**Description of the task**
In the data below, find the line with "Place one dot per instance of the window with" and output it along with every later line, exactly, but not the pictures.

[Point placement records]
..........
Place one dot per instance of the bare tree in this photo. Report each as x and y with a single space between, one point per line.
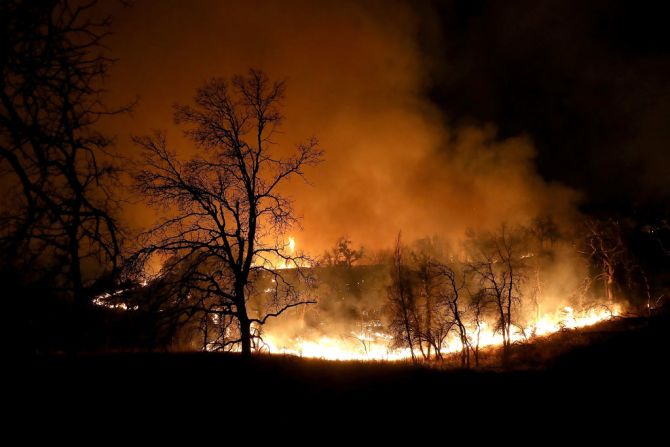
227 216
498 266
603 244
451 294
401 300
57 174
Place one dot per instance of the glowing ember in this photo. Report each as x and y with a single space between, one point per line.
376 346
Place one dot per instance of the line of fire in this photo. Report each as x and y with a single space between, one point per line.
289 200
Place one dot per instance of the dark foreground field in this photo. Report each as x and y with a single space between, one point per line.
617 368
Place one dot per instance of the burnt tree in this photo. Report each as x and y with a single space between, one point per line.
57 174
227 218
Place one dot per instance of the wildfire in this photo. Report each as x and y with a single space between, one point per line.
377 345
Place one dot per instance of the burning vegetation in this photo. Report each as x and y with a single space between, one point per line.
495 255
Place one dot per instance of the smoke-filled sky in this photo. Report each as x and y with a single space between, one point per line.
433 119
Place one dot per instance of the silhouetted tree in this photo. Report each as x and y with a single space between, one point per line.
57 173
227 217
604 245
497 264
402 303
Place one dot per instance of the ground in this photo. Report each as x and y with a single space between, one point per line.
614 368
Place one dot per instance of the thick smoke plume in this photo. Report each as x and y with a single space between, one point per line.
356 80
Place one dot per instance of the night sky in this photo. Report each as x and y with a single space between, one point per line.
434 117
588 81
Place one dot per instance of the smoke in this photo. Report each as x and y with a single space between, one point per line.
356 80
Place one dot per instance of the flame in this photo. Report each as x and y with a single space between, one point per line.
377 345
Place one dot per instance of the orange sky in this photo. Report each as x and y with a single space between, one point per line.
355 77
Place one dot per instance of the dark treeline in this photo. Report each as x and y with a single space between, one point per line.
74 279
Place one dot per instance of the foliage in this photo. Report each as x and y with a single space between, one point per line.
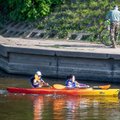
26 9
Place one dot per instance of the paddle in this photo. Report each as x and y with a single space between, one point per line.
60 86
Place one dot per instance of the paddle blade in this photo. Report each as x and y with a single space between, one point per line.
104 87
59 86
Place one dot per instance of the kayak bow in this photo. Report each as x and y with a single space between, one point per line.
77 91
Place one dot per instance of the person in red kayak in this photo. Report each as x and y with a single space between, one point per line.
72 83
37 81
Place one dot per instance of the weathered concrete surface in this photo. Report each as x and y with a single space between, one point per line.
60 58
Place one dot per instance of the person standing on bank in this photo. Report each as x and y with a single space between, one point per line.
114 17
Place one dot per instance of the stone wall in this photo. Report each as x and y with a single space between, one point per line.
56 63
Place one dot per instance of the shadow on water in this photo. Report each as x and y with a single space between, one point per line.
57 107
54 107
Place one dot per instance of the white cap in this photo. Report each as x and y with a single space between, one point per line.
39 73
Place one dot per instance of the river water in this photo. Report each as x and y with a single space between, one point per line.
54 107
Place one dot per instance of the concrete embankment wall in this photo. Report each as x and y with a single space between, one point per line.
56 63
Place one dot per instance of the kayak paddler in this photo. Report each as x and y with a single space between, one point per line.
72 83
37 81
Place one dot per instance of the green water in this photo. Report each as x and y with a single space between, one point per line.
51 107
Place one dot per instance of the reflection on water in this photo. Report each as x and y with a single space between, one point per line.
75 108
49 107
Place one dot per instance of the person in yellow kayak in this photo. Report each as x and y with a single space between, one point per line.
37 81
72 83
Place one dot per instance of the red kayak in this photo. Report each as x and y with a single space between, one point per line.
64 91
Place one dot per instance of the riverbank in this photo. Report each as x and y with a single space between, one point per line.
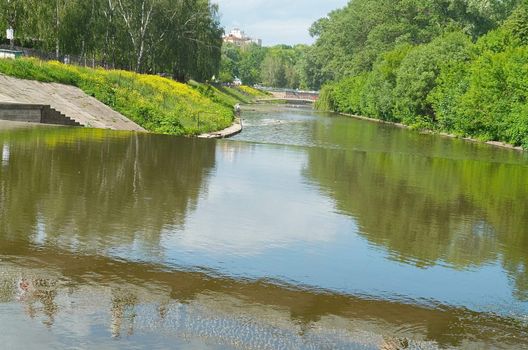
403 126
156 104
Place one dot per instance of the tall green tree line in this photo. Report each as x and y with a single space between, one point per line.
447 65
278 66
181 37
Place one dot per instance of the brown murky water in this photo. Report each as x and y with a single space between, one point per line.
307 231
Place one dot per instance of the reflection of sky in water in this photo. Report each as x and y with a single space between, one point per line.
250 227
5 154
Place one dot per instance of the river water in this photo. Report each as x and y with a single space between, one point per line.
306 231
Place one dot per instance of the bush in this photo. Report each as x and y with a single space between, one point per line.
158 104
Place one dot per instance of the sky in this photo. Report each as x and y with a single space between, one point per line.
276 21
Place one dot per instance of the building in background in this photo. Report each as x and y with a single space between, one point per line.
239 38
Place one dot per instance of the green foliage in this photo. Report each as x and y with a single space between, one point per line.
277 66
416 77
158 104
180 37
422 68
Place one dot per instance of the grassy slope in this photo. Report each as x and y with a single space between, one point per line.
158 104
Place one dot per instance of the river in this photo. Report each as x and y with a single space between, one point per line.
305 231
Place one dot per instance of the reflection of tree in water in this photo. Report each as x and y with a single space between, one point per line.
428 206
38 295
91 188
123 313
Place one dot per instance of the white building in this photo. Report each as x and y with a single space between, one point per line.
239 38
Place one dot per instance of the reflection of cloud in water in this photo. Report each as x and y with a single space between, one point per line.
5 154
119 312
244 215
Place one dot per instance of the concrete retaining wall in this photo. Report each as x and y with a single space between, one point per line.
34 113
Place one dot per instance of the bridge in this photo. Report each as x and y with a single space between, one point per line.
291 96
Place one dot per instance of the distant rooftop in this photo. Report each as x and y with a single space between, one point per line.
239 38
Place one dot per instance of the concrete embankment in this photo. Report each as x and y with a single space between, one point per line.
72 103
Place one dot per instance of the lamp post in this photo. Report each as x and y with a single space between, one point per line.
10 33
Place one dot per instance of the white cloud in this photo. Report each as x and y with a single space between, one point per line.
276 21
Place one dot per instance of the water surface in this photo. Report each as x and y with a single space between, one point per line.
307 230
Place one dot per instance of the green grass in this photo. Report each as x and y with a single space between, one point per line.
158 104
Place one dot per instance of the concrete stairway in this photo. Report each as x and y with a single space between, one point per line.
69 101
34 113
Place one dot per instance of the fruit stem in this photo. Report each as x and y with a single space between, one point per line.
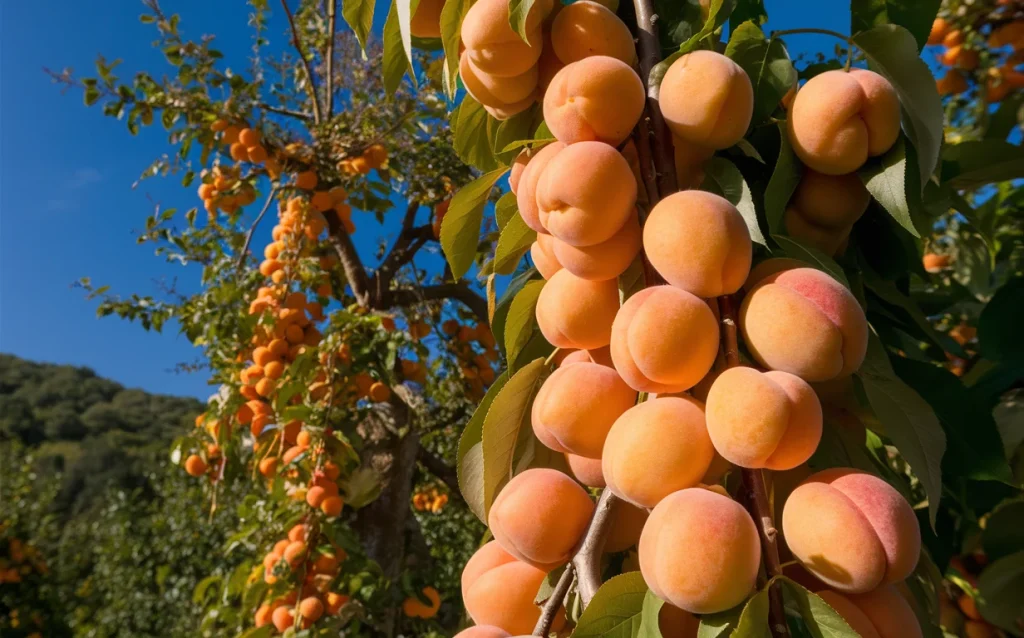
754 482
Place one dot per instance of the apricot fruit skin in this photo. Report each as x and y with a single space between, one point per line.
769 420
656 448
540 516
664 340
699 551
839 119
577 406
698 242
586 194
803 322
707 99
851 529
598 98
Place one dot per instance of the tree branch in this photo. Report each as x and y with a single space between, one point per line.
754 483
305 62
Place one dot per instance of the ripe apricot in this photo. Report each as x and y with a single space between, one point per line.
499 590
839 119
601 261
805 323
763 420
586 194
572 312
698 242
585 29
664 340
598 98
526 192
656 448
577 406
699 551
851 529
707 99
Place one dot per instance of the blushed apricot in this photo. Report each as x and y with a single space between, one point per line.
585 29
601 261
699 551
707 99
526 190
839 119
598 98
664 340
499 590
577 313
851 529
656 448
587 471
763 420
698 242
577 406
805 323
586 194
540 516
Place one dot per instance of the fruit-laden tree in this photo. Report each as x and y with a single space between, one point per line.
715 333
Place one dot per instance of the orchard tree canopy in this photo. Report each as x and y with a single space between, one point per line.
598 319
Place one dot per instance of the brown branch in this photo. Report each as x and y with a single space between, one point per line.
305 62
551 606
252 228
650 55
754 483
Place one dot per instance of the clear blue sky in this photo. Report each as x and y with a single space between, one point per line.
67 206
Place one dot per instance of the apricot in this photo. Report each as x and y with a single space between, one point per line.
699 551
586 194
664 340
577 313
803 322
499 590
598 98
494 46
540 516
585 29
587 471
577 406
851 529
840 119
543 255
698 242
656 448
763 420
526 190
707 99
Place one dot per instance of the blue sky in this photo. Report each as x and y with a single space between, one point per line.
67 205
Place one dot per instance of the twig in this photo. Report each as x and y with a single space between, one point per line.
754 482
252 228
551 606
305 62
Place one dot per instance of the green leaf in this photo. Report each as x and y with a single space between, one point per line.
507 421
469 458
615 609
722 177
892 51
976 163
811 256
909 421
915 15
782 182
885 178
521 320
359 15
767 65
461 226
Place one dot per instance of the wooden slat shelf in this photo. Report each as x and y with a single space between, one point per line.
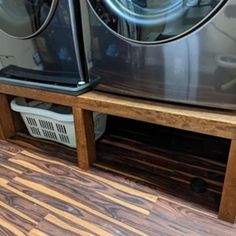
205 121
212 122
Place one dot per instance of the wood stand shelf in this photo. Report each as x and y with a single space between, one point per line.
216 123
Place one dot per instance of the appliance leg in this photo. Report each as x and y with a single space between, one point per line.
7 128
227 210
84 129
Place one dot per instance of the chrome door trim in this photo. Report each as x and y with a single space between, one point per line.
195 28
44 25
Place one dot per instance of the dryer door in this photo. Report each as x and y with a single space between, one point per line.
25 18
154 21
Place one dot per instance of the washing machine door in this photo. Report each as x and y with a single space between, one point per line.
25 18
154 21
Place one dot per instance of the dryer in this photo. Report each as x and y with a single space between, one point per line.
181 51
40 45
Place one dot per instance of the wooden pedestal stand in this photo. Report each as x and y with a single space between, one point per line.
216 123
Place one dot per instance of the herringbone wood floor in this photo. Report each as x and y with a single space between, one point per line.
131 190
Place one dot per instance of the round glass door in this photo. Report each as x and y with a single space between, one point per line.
154 21
25 18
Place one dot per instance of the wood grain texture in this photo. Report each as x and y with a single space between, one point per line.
7 128
228 202
84 127
218 123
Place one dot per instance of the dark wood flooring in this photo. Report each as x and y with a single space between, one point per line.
133 189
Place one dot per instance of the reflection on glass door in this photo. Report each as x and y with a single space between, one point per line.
154 21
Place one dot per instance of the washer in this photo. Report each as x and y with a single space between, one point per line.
181 51
40 45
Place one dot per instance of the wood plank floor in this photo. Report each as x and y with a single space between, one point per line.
129 191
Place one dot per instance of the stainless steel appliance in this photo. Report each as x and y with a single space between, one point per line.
40 45
180 51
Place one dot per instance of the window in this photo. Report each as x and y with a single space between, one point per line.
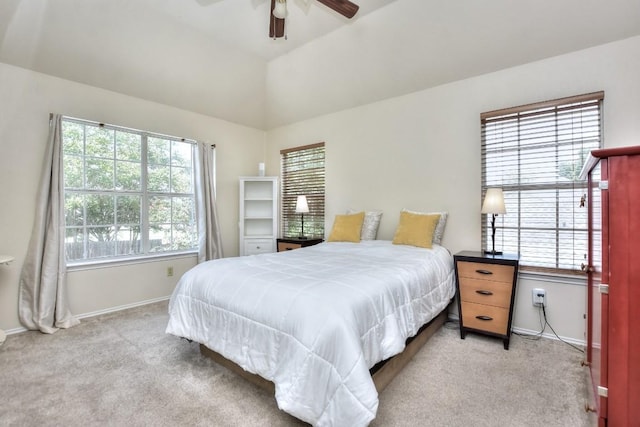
302 175
127 193
535 154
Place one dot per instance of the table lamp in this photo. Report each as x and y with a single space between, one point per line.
493 205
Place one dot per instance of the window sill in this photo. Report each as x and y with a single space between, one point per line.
565 279
107 263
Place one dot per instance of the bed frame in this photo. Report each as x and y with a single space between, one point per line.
382 373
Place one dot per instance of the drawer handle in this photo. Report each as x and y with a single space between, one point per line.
484 271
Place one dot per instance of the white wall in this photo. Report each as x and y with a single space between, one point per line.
26 99
422 151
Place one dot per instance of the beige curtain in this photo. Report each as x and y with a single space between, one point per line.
210 242
42 298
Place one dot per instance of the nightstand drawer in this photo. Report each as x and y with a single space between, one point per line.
482 271
485 292
287 246
485 317
258 246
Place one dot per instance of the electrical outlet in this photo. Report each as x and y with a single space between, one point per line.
539 297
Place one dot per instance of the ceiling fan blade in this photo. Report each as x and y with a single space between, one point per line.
343 7
276 25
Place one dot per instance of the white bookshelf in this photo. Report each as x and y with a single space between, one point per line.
258 214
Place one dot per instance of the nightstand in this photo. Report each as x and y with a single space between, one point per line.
485 289
289 243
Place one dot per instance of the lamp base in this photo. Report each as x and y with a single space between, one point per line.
487 252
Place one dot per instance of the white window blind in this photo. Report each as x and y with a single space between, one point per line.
302 171
535 154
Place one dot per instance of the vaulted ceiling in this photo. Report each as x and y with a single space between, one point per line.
215 57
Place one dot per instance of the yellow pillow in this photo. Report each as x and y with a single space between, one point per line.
415 229
347 228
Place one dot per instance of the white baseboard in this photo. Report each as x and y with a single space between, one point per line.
100 312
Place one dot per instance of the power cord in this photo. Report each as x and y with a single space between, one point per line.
542 314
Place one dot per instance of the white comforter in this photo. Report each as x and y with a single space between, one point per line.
314 320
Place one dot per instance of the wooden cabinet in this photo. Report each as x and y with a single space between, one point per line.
486 287
258 214
287 244
613 296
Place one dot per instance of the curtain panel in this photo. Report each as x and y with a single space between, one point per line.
209 240
42 298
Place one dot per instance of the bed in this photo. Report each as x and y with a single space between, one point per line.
315 321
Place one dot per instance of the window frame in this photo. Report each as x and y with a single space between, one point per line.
528 113
144 193
311 184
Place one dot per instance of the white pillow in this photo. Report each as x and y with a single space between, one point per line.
370 224
442 222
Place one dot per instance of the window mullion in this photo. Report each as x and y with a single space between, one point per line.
144 203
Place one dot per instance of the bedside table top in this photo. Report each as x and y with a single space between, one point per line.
299 240
481 256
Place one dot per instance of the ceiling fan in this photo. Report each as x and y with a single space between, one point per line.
278 13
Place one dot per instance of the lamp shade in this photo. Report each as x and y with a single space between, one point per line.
494 202
280 9
301 205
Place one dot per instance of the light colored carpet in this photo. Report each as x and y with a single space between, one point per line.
122 369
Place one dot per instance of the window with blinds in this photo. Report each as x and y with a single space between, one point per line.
535 154
302 175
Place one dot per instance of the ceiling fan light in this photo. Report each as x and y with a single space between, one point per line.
280 9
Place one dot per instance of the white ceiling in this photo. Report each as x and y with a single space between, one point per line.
214 56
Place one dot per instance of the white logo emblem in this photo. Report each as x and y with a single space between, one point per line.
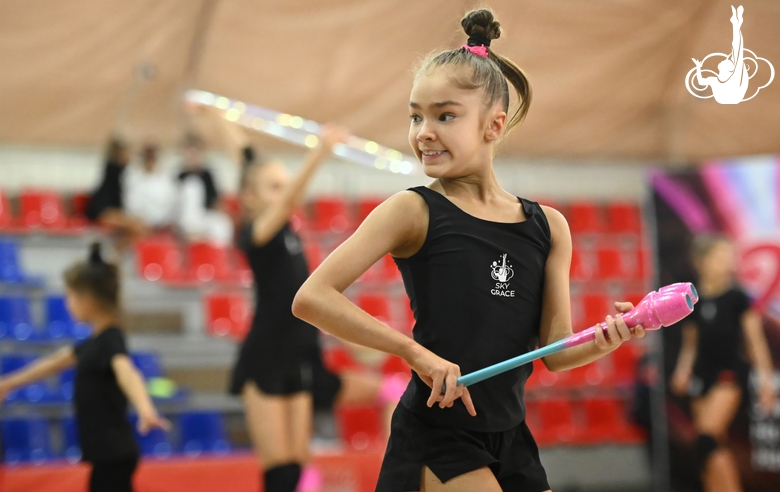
501 273
730 84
..........
**Answer to this problem**
Place one dot per instance of the window with blinds in this photo. Report each as x and y with a single space between, one point per line.
535 154
302 175
Place one dot per instance of the ceiling fan light in this photo. Report each as x and y with a single space between, one point per line.
280 9
Place one dot per instance of the white ceiling in this photo. Report each as x and y with a single space between, one point per line.
214 56
Place one dot per instance of the white logo emblem in this photo. Report each as x and y with a single space between, one point per line.
501 273
730 84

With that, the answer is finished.